**WRITTEN EXERCISE:** Recast all the records below as a two-column CSV with the header record_text,answer, one row per record holding its text and its answer. Put each value in a single quoted field, replacing any line breaks with spaces.
━━━━━━━━
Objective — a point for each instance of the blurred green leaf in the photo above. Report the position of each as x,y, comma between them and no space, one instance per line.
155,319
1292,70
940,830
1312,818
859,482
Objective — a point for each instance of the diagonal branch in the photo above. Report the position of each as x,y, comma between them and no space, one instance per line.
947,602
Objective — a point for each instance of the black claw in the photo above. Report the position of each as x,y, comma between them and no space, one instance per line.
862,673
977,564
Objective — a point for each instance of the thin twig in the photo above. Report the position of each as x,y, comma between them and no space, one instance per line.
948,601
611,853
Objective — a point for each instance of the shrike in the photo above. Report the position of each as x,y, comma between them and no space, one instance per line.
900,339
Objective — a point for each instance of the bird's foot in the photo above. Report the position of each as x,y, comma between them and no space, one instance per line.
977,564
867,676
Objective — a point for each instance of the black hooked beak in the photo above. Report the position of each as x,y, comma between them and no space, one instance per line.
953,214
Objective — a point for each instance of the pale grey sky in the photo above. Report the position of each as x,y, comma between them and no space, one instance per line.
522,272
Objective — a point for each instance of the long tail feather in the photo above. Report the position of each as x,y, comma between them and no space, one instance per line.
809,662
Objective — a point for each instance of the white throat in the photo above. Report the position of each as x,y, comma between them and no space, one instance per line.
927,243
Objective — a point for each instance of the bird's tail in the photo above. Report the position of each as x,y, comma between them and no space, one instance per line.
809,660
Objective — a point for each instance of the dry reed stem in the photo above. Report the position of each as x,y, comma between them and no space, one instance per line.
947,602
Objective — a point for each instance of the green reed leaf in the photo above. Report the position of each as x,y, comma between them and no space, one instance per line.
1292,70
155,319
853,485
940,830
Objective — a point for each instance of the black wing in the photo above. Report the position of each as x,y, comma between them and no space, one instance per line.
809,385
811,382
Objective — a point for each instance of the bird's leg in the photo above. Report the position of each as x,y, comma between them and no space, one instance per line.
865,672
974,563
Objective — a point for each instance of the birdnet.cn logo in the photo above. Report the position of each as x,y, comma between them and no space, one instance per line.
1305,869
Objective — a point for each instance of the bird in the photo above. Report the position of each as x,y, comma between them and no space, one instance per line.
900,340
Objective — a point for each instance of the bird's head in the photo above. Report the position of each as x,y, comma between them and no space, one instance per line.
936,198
━━━━━━━━
**CORRECT RESULT:**
record_text,answer
"Objective — a point for each instance of the blurred green leaf in the photo above. Report the position of each as x,y, comma between them and no space, one instance per line.","155,319 1292,70 940,830 1312,818 859,482"
"Objective — a point for each instance of the diagonal branch in the photo above. Report the position of each as x,y, comma between them and no space, one instance per line.","947,602"
"Objective — a point for each instance of the black claw in the photo above. Report the position of each as x,y, comma between them and no space, one instance per line.","862,673 977,564"
"Objective — a point for each instance of the thin twig in the photo above. Report the position of each as x,y, comma between them and no space, one instance per line.","948,601 611,853"
"Objective — a point for each instance of the shrike in the photo above. Report the position of each as x,y, comma between them and no space, one instance per line.","900,339"
"Objective — a point for each instance of the bird's foot in the photo above. Report the position of each as x,y, comma between them and no space, one instance per line.","977,564 867,676"
"Objective — a point for each instance of the black hooked beak in the photo above. Report the position of each as x,y, comma between them and no space, one instance per line.","953,214"
"Objective — a point for each instance of the pale grey sky in the photo above. Report the position of each as x,y, comma between them and no space, one instance per line.","522,272"
"Objective — a point for each instance of the long tail feather in the photo above. Report the position of each as x,y, comma between them and no space, one instance per line.","809,662"
"Objective — a point for each instance of the white throat in the photo above. Report the position of each as x,y, comma between them and no space, one instance per line.","927,243"
"Objective — a point for each instance of the bird's tail in the photo above. Report the position of each as x,y, comma between them and no space, one instance per line.","809,660"
"Objective — a point for each instance of the dry reed stem in the photo above. Report the position of each as x,y, comma between them and no space, one instance per line.","947,602"
"Objective — a point for each instance of the green reed leaf in the photo above. Report the position of each as x,y, comma between them and no space, one instance per line.","1292,70 155,319 853,485 940,830"
"Objective — a point for each instance of the black wing in the photo above. Report the position of each as x,y, comma between them and no space, one instance per line.","809,385 811,382"
"Objective — a point for each instance of the bird's leg in the photo above. Report the position of each as x,y, comma between them and no space, one instance per line.","865,672 974,563"
"Objective — a point for each instance of the birdnet.cn logo in the photo above. Report the position of each as x,y, comma between them and no space, one instance per line.","1305,869"
"Objective — a point for each instance of the bird in the photo above. Report the position of each as x,y, comma between them and no space, one instance per line.","900,340"
"Objective — a point for each instance of the bird's head in the photo above. Report the position of each as x,y, comma between them and no space, one instance per line.","936,198"